[Excerpts of location labeling data]
"""
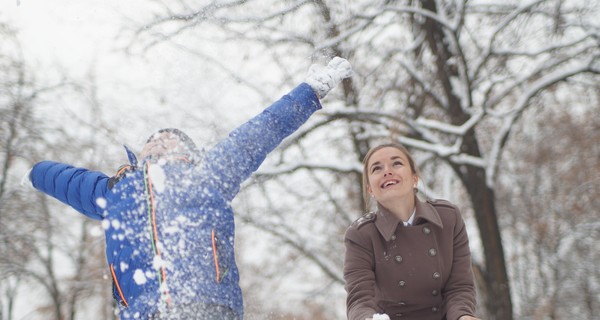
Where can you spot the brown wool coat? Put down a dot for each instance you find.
(420, 272)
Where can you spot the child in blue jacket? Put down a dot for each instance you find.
(168, 220)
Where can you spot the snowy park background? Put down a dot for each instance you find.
(498, 100)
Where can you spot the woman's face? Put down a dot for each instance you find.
(390, 175)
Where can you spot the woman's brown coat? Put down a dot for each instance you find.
(417, 272)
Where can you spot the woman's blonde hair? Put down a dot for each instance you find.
(365, 175)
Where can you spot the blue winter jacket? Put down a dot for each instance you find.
(169, 226)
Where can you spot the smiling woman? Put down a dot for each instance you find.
(408, 258)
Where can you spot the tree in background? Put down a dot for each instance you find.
(48, 257)
(450, 79)
(474, 88)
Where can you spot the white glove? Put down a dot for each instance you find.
(323, 79)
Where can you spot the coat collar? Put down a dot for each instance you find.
(387, 223)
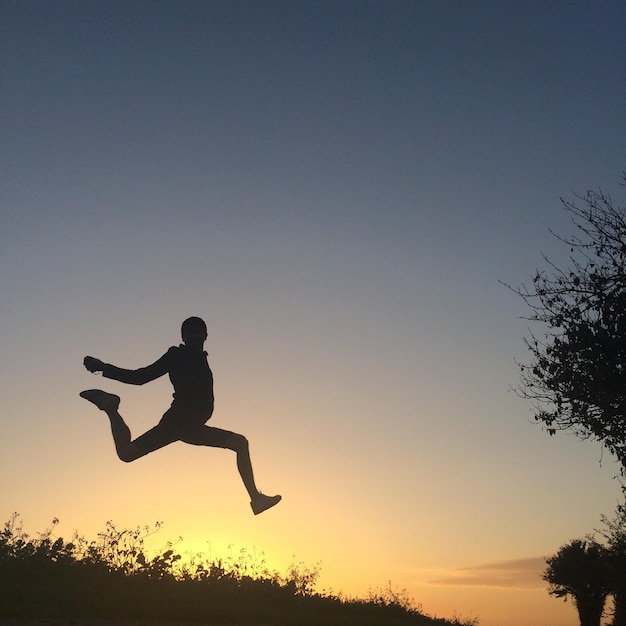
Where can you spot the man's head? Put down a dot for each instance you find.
(193, 330)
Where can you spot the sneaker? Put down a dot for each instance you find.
(103, 400)
(262, 503)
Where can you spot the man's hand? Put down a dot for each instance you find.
(92, 364)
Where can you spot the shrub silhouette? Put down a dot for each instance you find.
(112, 577)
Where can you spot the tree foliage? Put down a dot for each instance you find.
(577, 375)
(580, 570)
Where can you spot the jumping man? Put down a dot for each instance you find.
(191, 407)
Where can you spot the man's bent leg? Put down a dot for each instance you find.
(126, 449)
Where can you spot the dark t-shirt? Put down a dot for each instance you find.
(188, 371)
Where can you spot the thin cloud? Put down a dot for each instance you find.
(517, 573)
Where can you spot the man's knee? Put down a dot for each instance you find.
(129, 453)
(238, 443)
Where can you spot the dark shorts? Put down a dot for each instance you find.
(181, 424)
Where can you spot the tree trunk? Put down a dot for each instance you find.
(590, 611)
(619, 613)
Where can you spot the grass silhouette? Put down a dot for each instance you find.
(112, 578)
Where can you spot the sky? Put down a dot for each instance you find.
(339, 189)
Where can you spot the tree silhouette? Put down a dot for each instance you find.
(615, 535)
(580, 570)
(577, 375)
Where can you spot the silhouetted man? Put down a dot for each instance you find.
(186, 418)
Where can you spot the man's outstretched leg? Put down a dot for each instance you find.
(216, 437)
(109, 403)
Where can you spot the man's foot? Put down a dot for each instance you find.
(262, 503)
(103, 400)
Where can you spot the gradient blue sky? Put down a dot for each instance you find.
(337, 188)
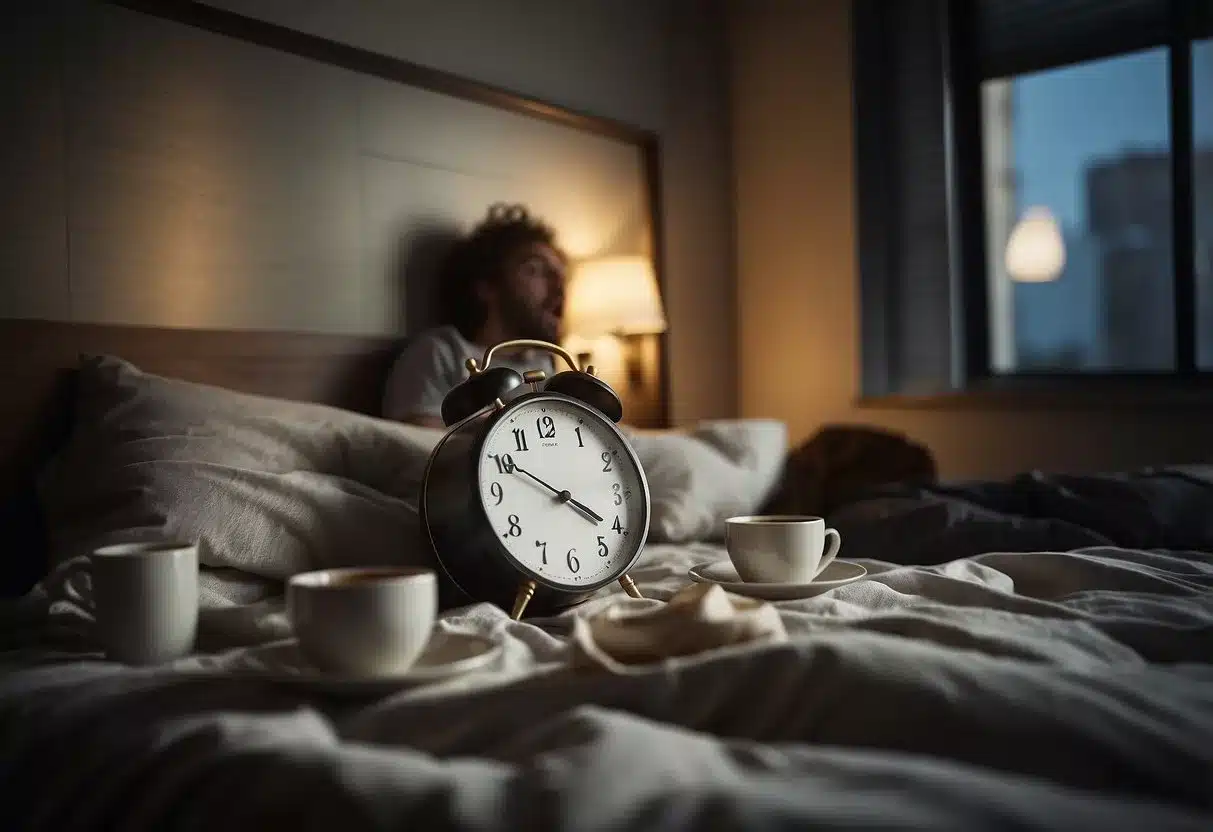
"""
### [Stated goal]
Rewrite all of the lines above with "dot" swapped for "marker" and nothing else changed. Omit the pictures.

### [Answer]
Where can you spot the brown wool coat? Put down a marker for each instance you find.
(420, 272)
Where can you spot the child in blue jacket? Put down a marker for each instance you find.
(168, 220)
Where can you spot the snowy park background? Put down a marker for each instance you find.
(498, 100)
Where can you spot the woman's face? Put down a marker for each instance you find.
(390, 175)
Where can you spot the woman's brown coat? Put down a marker for each instance you find.
(417, 272)
Where can you spot the woman's blonde hair? Put down a marker for each instance you find.
(365, 175)
Where can you spot the blue winter jacket? Put down a marker for each instance you find.
(169, 226)
Where can you spot the smiling woman? Put down a marker for each instance you find.
(408, 258)
Where can you spot the tree in background? Put down a marker for each instance you find.
(48, 257)
(450, 79)
(474, 88)
Where can you spot the white glove? Put down a marker for each instance you find.
(323, 79)
Where can you spot the coat collar? Put down a marker for each instance you find.
(387, 223)
Where can you spot the man's head? Put down a marker for each instance you find.
(193, 330)
Where can you spot the sneaker? Put down a marker for each instance you find.
(103, 400)
(262, 503)
Where can you spot the man's hand? Put down a marker for each instance you find.
(92, 364)
Where can you spot the shrub silhouette? Put down a marker for each instance you find.
(112, 577)
Where can you spot the tree foliage? Put down a marker for each instance you find.
(577, 375)
(580, 570)
Where can you spot the jumping man? Put down a marker for each instance you find.
(191, 407)
Where can you spot the man's bent leg? Put down a marker for each instance you find.
(126, 449)
Where can you spot the dark t-shirt? Put down a marker for each instance you find.
(188, 371)
Where can you spot the thin cloud? Put down a marker for each instance you find.
(517, 573)
Where can you spot the man's knee? Put down a marker for each instance you find.
(129, 453)
(238, 443)
Where can you spot the dark shorts? Put down a marker for each instance you find.
(181, 424)
Where can you spot the tree trunk? Put down a marker for each instance you find.
(590, 611)
(619, 613)
Where can you spot the grass silhouette? Put down a marker for each instance you find.
(112, 578)
Where can you spot the sky? Put down a marker for each instance you find.
(339, 189)
Where can you spot the tree silhouette? Put down a marker for each instance you find.
(615, 535)
(580, 570)
(577, 375)
Where can you spot the silhouetted man? Put down a marker for each instance you find.
(186, 418)
Where can you spot the man's outstretched leg? Put down a marker for each instance you find.
(216, 437)
(109, 403)
Where can you spot the man's foot? Put down a marker for each instance you find.
(262, 503)
(103, 400)
Where can you spot the gradient blue sky? Put down a marker for each instance you find.
(337, 188)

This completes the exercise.